Rewrite the part of the wallpaper visualization thread that opens with the words "So I thought about" and closes with "of the image.", swapping in "background" wherever "desktop" appears.

* **Provided text**:
'''

# Replace wallpaper with visualization?



## hellrazor (Dec 9, 2010)

So I thought about doing this when I was watching a Milkdrop2 vis with Winamp, and I knew Linux would be the place to do it (not Windows). Anyways, I found how to replace the desktop with a screensaver, and it should just be as easy as replacing the screensaver with ProjectM or so, right?

Also am I right in thinking it wouldn't draw the icons on the desktop?


----------



## Mussels (Dec 9, 2010)

actually, you can do it in windows really easily with winamp. just set milkdrop to desktop mode, and thats that. icons stand out on top of the image.


----------



## hellrazor (Dec 9, 2010)

Oh, duh...

But with Linux I'm sure I could get it running 24/7 for any and all audio, which would be cooler!! So, yeah, I'll get on it now....


----------



## hellrazor (Dec 9, 2010)

So I tried to just get the screensaver working, after getting rid of the desktop I ran glmatrix in the root window and absolutely nothing happened (it didn't even get rid of my wallpaper!), so I thought I'd stick it to the end of .profile, which went bad (screensaver ran, but with no bar so I couldn't do anything). After going to a different framebuffer (?) I logged in and got rid of the lines and have now officially given up.

All in a days work....


----------



## remixedcat (Dec 12, 2010)

Doesn't XMMS have that????


----------



## Wrigleyvillain (Dec 12, 2010)

Well in place of your original plan here are some sweet screensavers with Win, OS X and Linux versions:

http://www.reallyslick.com/


----------

'''

* **Record set**:
'''

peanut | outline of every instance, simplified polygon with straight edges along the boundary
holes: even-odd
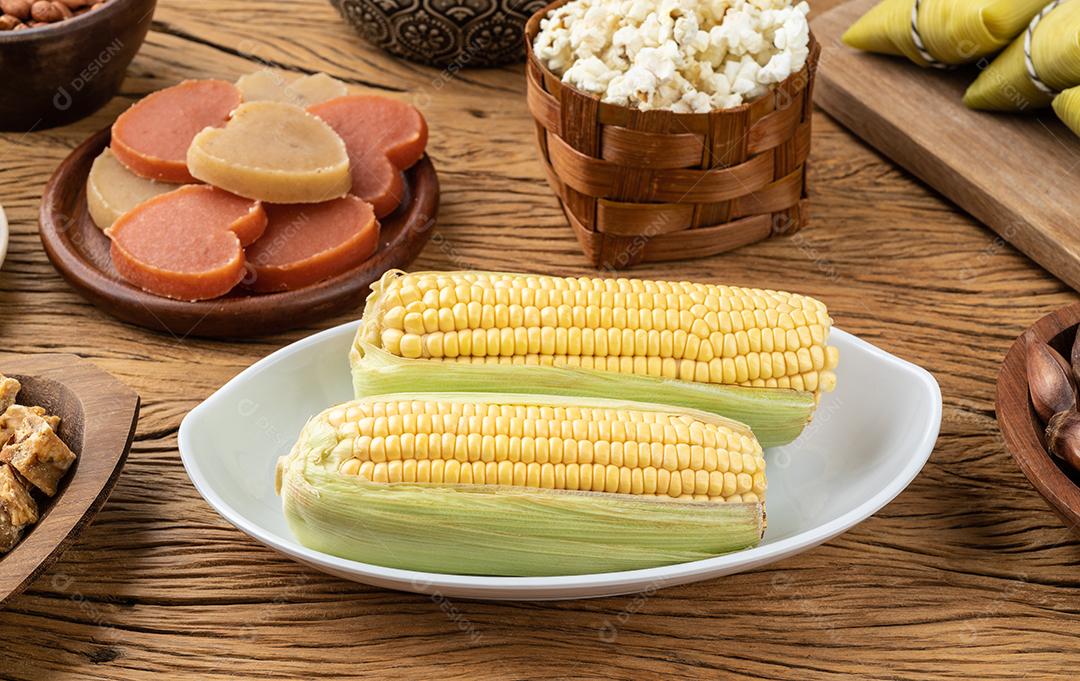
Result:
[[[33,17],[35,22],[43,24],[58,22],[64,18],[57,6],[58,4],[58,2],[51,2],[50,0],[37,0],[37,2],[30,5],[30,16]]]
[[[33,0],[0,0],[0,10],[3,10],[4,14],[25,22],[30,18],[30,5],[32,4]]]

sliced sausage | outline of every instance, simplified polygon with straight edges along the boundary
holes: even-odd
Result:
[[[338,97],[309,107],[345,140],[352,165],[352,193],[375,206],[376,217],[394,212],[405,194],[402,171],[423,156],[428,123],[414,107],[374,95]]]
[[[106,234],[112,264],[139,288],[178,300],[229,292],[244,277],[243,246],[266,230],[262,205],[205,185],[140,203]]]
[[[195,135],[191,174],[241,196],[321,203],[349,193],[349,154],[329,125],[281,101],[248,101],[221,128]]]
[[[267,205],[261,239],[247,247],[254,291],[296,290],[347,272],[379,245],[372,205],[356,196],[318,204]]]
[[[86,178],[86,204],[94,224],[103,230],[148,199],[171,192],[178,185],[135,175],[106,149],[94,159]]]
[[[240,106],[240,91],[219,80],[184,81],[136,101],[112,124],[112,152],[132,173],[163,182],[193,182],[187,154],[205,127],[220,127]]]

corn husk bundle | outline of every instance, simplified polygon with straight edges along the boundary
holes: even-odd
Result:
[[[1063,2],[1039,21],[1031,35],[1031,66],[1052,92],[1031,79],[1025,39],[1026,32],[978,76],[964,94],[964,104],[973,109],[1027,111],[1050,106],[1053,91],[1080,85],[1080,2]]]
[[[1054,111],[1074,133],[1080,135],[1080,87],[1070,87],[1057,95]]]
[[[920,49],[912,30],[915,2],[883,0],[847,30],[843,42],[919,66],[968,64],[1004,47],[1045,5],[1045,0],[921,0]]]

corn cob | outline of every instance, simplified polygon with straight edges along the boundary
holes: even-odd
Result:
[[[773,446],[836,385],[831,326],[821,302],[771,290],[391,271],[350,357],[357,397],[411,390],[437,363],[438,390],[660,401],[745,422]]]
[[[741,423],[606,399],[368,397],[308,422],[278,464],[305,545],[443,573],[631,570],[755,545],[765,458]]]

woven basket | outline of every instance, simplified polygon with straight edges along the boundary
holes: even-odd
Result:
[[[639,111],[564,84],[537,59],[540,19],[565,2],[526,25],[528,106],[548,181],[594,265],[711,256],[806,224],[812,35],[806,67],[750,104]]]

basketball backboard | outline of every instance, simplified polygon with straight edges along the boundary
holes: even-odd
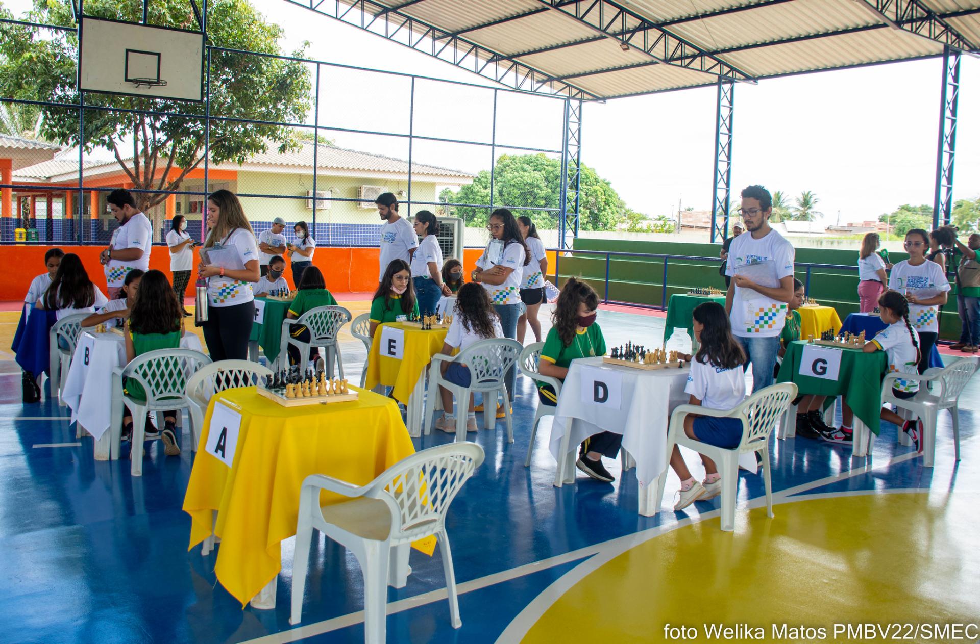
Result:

'''

* **Expected answer**:
So I thought about doing this when I was watching a Milkdrop2 vis with Winamp, and I knew Linux would be the place to do it (not Windows). Anyways, I found how to replace the background with a screensaver, and it should just be as easy as replacing the screensaver with ProjectM or so, right?

Also am I right in thinking it wouldn't draw the icons on the background?


----------



## Mussels (Dec 9, 2010)

actually, you can do it in windows really easily with winamp. just set milkdrop to background mode, and thats that. icons stand out on top of the image.